Travail demandé ::
D'après l'extrait sur la production laitière, depuis quand zootechniciens, biologistes, industriels et pouvoirs publics contraignent-ils les paysans à réduire leurs relations aux vaches à un rapport utilitariste ?

Extrait du document ::
☆ ☆ ☆ ☆ ☆ ☆ ☆
Depuis le 19ème siècle, zootechniciens, biologistes, industriels et pouvoirs publics contraignent les paysans à déchoir et à réduire leurs relations aux vaches à un rapport utilitariste uniquement centré sur la performance, la productivité et la compétitivité. Les vaches ne sont plus les partenaires respectables d’un travail difficile mais utile à tous, ce sont des machines à lait dont il faut sans cesse augmenter le rendement et la rentabilité.
Animaux d’élevage et producteurs partagent une même condition, celle de servants de l’industrie ; les producteurs laitiers ne sont plus en effet depuis longtemps que les fournisseurs, aussi vulnérables que leurs vaches, de l’industrie laitière. En même temps que la production des vaches augmente et leur nombre dans les exploitations, le nombre de producteurs diminue.
La production laitière européenne est une industrie bientôt soumise à la concurrence internationale. Tout comme pour la production porcine ou avicole, il ne s’agit clairement plus d’élever les animaux et de produire des aliments, il s’agit de produire de la matière animale au plus vite et au plus bas coût. Dans ce projet, humains et animaux sont les rouages d’une même machine à broyer la dignité et les sentiments. C’est pourquoi, après avoir renoncé à défendre leurs vaches et leur métier contre les «modernisateurs», les ci-devant éleveurs, suicidaires ou fatalistes, abandonnent aujourd’hui un métier dépourvu de grandeur.
«Un projet cruel et dépourvu de sens, même de sens économique»
☆ ☆ ☆ ☆ ☆ ☆ ☆
Contenu des données ::
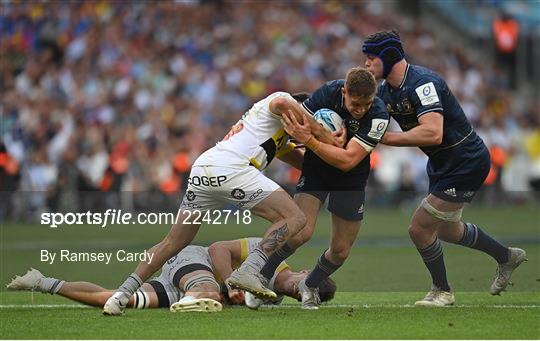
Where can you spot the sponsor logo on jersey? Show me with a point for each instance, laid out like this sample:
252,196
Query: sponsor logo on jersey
301,182
238,194
427,94
407,106
450,191
378,127
252,197
212,181
190,195
468,194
☆ ☆ ☆ ☆ ☆ ☆ ☆
Votre réponse ::
Depuis le 19ème siècle.